**AIM**
In the review of the book about audiobooks below, in what year did The New York Times worry that the phonograph could make reading fall out of use?

## Begin SOURCE TEXT

The Internet is making us dumber! The ambient light of square electronic screens is irradiating our brains and making it so we can't read or … write … words … good. We should stash our smartphones in lockboxes and bury them in the yard and vow not to dig them up until we've all of us read The Brothers Karamazov by candlelight.

For the most part, however, I possess a sort of intuitive belief that the human brain is pretty adaptable, and that we won't forget how to read just because there's a new season of House of Cards to stream. So the ascendency of Audible, iBooks and other audiobook formats hasn't really bothered me on some basic, existential level. Earlier this year, The Wall Street Journal reported that "audiobooks are the fastest-growing format in the book business today," with a whopping 21-per-cent uptick in sales in the United States and Canada alone between 2015 and 2016. Such impressive numbers tend to carry with them the kernel of digital anxiety, and the looming threat that the arrival of the new marks the end of the old, and that it's only a matter of time before audiobooks displace good ol' fashioned, pulp 'n' ink codexes.

It is, I think, a false problem. And as Matthew Rubery's new book The Untold Story of the Talking Book illustrates, it's not even an especially new one. The relationship between books and recorded books (or audiobooks, or "talking books") is a muddy one. As Rubery writes that "we still lack the vocabulary for discussing its relationship to conventional books, not to mention its uncertain standing in the world of letters." His book is, to use the lite-academese in which it is written, an "intervention" into precisely such issues.

A book about the history of audio books sounds like a punchline from The Simpsons. But it is, nonetheless, a rigorously researched survey of the format's history, engaging with the very sort of existential and ontological anxieties that still define some attitudes toward recorded reading. Stuff like: Does listening constitute a form of literary? What is the relationship between a printed book and audiobook, if there is one at all? Can a book talk? Does it even make sense to call a "talking book" a "book"? And so on.

Some of the most interesting stuff in Rubery's Untold History concerns the myriad ways in which certain authors intend to preserve the medium-specific integrity of traditional, codex-format books. Works by David Foster Wallace (whose mammoth Infinite Jest included hundreds of pages of endnotes) and Jennifer Egan (whose A Visit From The Goon Squad has a whole section rendered as a PowerPoint presentation) offer deliberate-seeming challenges to audio adaptation. Accents and regional dialects pose a whole other set of problems.

Another clever chapter examines the relationship between suburban sprawl, bedroom communities and the rise of books on cassette tape marketed to "commuters who were looking to fill time, not save it." One such motorist happily spent 10 months driving to and from work immersed in a recording of Winston Churchill's six-volume history The Second World War that ran some 147 hours.

As Rubery notes, the history of the talking book runs as long as modern recording technology itself (or longer, if you count the "bardic tradition"). When Thomas Edison invented the phonograph, he had designs on using it to record books. As early as 1877, The New York Times fretted that, "There is good reason to believe that if the phonograph proves to be what its inventor claims it is, both book-making and reading will fall into disuse." Some 132 years later and the Times' op-ed pages were debating the issue of whether the "flesh-and-blood actors" commonly employed to read audiobooks were being replaced by synthetic text-to-speech robots.

The lesson to be gleaned is similarly old-fangled: Technology determines how human beings engage with culture, and with the world itself. Soon, there will be synthetic voices to read for us and synthetic ears to listen for us. It won't be long before a compressed, Coles Notes summary of a book's thesis, central themes and choice bits can be downloaded directly to the brain's memory banks via Bluetooth implant.

But even then, I wager, there'll still be musty, marked-up, dog-eared books to pull down from the mantle and savour on the sofa under the glow of a favourite lamp. Just as long as there are still people who want to do the pulling, the dog-earing and the lamp-lit savouring.

## End SOURCE TEXT
## Begin DATASET ENTRIES

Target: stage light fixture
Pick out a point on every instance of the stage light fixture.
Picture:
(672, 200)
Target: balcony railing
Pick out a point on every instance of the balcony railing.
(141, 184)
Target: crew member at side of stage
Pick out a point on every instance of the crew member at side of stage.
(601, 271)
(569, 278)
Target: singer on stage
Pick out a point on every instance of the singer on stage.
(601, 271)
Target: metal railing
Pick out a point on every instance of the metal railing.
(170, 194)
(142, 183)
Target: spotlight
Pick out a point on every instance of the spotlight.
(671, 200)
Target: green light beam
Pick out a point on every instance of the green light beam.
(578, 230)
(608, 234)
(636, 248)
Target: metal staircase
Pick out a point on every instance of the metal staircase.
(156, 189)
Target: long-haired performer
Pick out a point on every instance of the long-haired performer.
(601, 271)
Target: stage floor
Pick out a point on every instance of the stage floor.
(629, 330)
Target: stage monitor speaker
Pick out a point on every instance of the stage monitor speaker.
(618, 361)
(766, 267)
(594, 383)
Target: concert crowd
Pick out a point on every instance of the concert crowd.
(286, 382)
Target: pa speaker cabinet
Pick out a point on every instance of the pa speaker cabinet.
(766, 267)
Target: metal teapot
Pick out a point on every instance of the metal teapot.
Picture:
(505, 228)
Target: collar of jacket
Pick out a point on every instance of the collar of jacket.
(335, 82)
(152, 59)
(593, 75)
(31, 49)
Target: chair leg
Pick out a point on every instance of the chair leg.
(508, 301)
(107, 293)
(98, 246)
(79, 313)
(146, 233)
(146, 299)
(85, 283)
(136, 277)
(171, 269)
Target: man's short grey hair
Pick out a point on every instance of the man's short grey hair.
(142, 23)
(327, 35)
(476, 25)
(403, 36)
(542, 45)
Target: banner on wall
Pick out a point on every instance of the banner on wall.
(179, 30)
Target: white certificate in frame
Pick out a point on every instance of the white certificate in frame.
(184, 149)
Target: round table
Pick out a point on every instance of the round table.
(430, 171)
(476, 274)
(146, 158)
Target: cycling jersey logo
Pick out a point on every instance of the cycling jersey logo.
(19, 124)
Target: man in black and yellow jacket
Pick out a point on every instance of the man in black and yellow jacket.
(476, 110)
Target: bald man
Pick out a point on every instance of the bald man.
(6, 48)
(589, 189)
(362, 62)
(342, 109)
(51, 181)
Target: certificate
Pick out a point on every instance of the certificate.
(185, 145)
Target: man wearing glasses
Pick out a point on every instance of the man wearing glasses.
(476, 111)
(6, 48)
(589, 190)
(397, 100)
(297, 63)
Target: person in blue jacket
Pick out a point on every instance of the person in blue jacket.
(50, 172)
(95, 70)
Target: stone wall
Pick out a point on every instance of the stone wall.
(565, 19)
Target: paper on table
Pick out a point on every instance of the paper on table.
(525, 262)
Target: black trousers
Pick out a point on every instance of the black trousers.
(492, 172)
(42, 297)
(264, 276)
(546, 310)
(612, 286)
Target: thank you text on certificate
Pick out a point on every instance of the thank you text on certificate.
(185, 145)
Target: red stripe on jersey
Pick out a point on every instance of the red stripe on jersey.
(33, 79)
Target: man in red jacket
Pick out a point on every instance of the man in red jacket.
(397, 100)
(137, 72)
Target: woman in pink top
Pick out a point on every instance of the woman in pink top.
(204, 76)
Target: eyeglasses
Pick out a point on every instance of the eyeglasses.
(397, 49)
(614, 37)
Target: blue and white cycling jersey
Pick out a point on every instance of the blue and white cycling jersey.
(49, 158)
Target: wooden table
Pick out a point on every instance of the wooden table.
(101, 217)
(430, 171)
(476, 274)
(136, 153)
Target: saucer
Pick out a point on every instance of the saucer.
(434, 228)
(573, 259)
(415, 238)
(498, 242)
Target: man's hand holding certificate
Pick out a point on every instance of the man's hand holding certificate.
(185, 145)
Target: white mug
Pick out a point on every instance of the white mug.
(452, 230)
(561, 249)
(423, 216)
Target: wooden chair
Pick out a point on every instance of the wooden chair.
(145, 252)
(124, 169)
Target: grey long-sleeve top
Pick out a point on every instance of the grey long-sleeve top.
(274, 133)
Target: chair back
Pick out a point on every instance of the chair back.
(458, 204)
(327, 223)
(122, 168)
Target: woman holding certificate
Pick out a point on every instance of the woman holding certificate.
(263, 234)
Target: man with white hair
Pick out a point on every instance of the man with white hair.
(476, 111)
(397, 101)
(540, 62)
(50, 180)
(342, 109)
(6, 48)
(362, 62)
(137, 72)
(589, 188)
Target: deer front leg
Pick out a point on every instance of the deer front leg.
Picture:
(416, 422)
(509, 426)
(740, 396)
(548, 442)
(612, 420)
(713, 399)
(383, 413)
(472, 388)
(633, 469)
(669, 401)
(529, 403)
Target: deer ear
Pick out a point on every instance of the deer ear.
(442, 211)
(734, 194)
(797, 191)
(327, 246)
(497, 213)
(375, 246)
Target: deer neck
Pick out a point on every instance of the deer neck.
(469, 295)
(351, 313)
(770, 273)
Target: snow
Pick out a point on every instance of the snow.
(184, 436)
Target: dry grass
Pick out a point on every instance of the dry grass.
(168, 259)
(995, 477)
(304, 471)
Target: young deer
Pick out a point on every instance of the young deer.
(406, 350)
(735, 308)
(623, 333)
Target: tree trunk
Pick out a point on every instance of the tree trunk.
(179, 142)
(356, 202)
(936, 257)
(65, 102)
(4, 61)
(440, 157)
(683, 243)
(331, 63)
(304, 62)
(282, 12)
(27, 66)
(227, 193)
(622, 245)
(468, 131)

## End DATASET ENTRIES

**RESULT OF THE EXERCISE**
1877